## START Excerpt to read

Friday, February 25, 2011

pictures

















And yes, that is a Yak in the picture. They were super cool. I could have bought a yak hat, but I got all dutch and could justify the cash. I'm still kicking myself for that one.

Spring festival in harbin-tiger park and ice palace and shangra la ice bar

We went to Harbin for a weekend with a couple friends. harbin is a city 3 hours north of Changchun. I know, its hard to imagine that you could drive 3 hours north from where we are, but you can. Which is funny in that everyone has someone else who is worse off than them. It's cold in Changchun. It's true. But everyone in Changchun that we told we were going to Harbin all said the same thing, "boy its cold up there'. Really, its cold THERE. Does it really matter after -30C. Felt like splitting hairs to me.

So Harbin is famous for the international ice festival. They bring in artists from all over the world and they build a park out of ice. It turns out if the temp never rises above negative ridiculous numbers, ice doesn't melt. So they build the park in December and then they take it down in March. It was pretty amazing. although the most amazing part to me was that they were charging Disney prices to get in and the place was packed. Luckily for me I'm white and i don't speak chinese. So when I told the lady that all my kids were under 1.2 meters, she didn't know how to tell me I was on crack so my kids all got in for 1/2 price ($30). I figured since I was bringing 6 people, my family was still $60 more than a normal chinese family with one grown child. A nice rationalization I know, but it worked. It was also fun to watch my daughter (who is taller than her mother at this point) try to get under the 1.2 meter stick at the entrance. Again: white with no language skills. Priceless.

The park was amazing. Hopefully the pictures give some sense of it. The lights in the castle were amazing. And the 40 foot bottle of beer brought an instant tear to every man's eye instantly. We spent 4 hours in the park and had a great time. Although Dee just about got thrown out of the pak for elbowing a bunch of chinese folks trying to cut in line. Turns out cutting in line is allowed and probably even encouraged in China. This is true at KFC, the airport, driving, and skiing. If you're dumb enough to leave enough space for them to sqeeze in, shame on you.

After the ice park, we went to the Shangrala ice bar. Pretty cool little restaurant that has everything built out of ice except the floor. Walls, ceiling, chairs, piano, bar, bar stools, ice chest filled with ice. All made out of ice. I could only afford 1 beer and 1 hot chocolate for the family at $6 a drink, but it was totally worth it.

We also went to the tiger park. 200 Siberian tigers all just mulling about waiting for their next meal. Its amazing. And the Chinese aren't so squeamish about making nature look all nice and cozy. They're pretty good capitalists. For only $7, I was able to feed a live chicken (tied to the end of a very long stick) to a group of about 6 tigers. Turns out in the age old battle between Siberian tigers and chickens, the underdog chicken has not fared very well and this day was no different.

Although I have a new respect for the chicken intelligence. There was a dude in front of me who bought the chicken and the chicken squawked like crazy (chicken speak for 'dude, what are you doing. Can't you see there's frickin hungry tigers out here. Pull me the heck back to your side of that fence') And the tigers all pounced on him instantly. So my chicken starts squawking and realizes this squawking thing didn’t work out so great for Joe and he goes completely possum on me. I hang him over the fence and the tigers just stare at him with hungry curiosity. Then one of them does a little test and chomps down on the fellah with his jaws. The chicken went from playing dead to being dead without so much as a peep. Although his little stunt probably bought him about 3 more seconds of life. You gotta cheer the guy for making an effort.

## END Excerpt to read

**Jobs**
(A) Answer these questions about the Harbin trip post:
(i) How far north of Changchun is Harbin?
(ii) What did each drink cost at the Shangrala ice bar?
(iii) How many Siberian tigers are at the tiger park?
(B) Could you carry on the Harbin trip post after its last sentence?

## START Recorded information

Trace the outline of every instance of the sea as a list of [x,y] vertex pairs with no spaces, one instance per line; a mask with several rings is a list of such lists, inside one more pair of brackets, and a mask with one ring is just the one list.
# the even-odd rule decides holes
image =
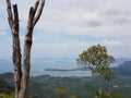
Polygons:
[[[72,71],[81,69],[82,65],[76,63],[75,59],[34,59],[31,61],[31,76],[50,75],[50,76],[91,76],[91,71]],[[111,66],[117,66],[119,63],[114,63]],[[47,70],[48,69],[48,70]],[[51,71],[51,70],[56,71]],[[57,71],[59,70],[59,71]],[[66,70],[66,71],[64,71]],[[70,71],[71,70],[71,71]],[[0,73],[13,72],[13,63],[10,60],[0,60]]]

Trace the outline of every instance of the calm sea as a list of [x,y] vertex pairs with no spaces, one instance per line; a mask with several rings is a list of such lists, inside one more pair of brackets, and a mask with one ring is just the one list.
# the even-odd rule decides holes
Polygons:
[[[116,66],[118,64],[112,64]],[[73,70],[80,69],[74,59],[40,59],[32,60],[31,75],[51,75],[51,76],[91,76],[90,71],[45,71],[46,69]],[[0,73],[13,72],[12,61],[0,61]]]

## END Recorded information

**Answer list**
(A)
(i) 3 hours
(ii) $6
(iii) 200

(B)
As a side note, as a man you wonder if I lived back in the day when you might run into a tiger on his turf, I probably wouldn't survive, but I would give him a good fight. That whole fight or flight thing would kick in and I would give him a run for his money. I have now seen this animal at work. Now if I ever find myself in this situation, I'll just sit down and let the tiger do his work. They are unbelievably strong. And fast. And big.

So I’m going back next time with more money. $15 gets you a pheasant. $50 gets you a sheep. $100 gets you a goat and for $200 you can send a full on Bull out there to fend for himself (for a little while) Epic.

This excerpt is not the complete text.